• _To do_: Continue the 9/11 remembrance essay, picking up after its final sentence.

9/11

It’s one of those dates that we don’t even have to mention the year but now it’s been 11 years since the worst disaster on American soil took place. Four planes, piloted by terrorists took out part of the Pentagon and both of the World Trade Center buildings, while the last plane fell short of its mark and crashed in a field, killing all onboard.

It was a Tuesday morning. In fact, Roger Pope and Rich Irish, my ministry partners, had just finished working with me at our weekly career transition ministry meeting. Each Tuesday morning, we came together to shepherd people who were struggling with issues of unemployment. Rich was getting ready to head down to his office in the city while Roger had some work to do around the church pulling cable for a computer network upgrade. I went upstairs to say good-bye to Roger and as I turned to leave, the television broadcaster in the background announced the attacks in New York.

Thousands perished and since then a number of first responders have contracted cancer or other illnesses that have either been debilitating or fatal as a result of their help on that day. The toll on American lives was staggering and many families were forever altered as a result of this horrific attack. Similar to recollections of Pearl Harbor more than two generations ago, it doesn’t seem likely that the memories of 9/11 will fade into the background anytime soon. And that’s as it should be.

• _Supplied data_:
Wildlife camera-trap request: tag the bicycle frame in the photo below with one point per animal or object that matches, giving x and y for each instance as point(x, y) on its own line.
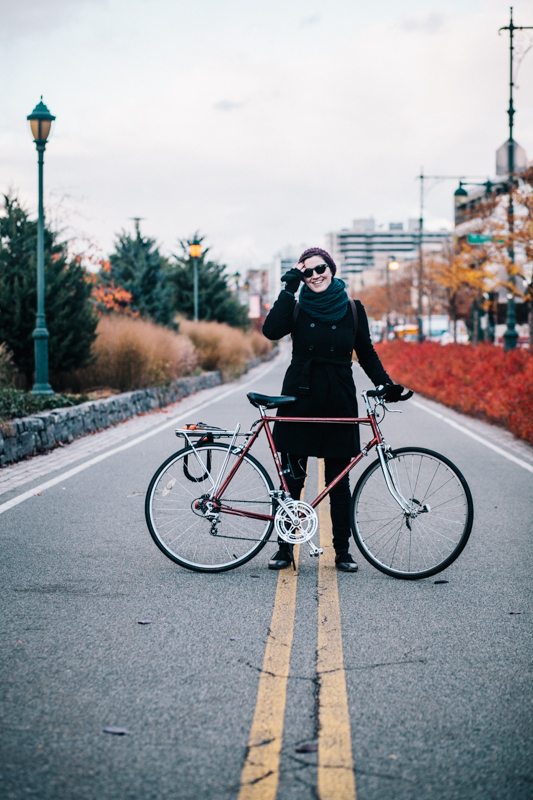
point(264, 423)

• _Output below_:
Each year, there are memorial services and pilgrimages to New York to visit what has come to be known as Ground Zero. Eventually, there will be a museum underground commemorating the lives of those who perished there. And while I am deeply committed to a memorial in their honor, I read today that there are already concerns about cost overruns and the annual cost to maintain the site may well exceed $45 million. Janet and I have been to Ground Zero on one of our trips to New York, but I am sure that it has changed significantly since we were last there. In fact, it has been more than 2 years since our last visit there.

Families of the victims are still asking questions about the events surrounding the deaths of their loved ones. And while we remember, with great agony, the loss of all those lives, we will never know this side of heaven why God let this tragedy happen. I am, however, convinced that God is still on the throne and that there was some purpose, as yet unknown, as to why these things happened.

Since that fateful day, Osama bin Laden has been brought down and many of his lieutenants have also been brought to justice or killed. But that does little to fill the void left in so many families. And that emptiness is something that will last for years.

So what do we make of this? Well, for starters, events like this either draw us closer to God or push us further away. But one thing is for sure – our faith is never the same after something like this as it was before. The verse for tonight is from Matthew – part of what we commonly refer to as the Beatitudes. Jesus is speaking and He tells us, in Matthew 5:4, “Blessed are those who mourn,¬†for they will be comforted.”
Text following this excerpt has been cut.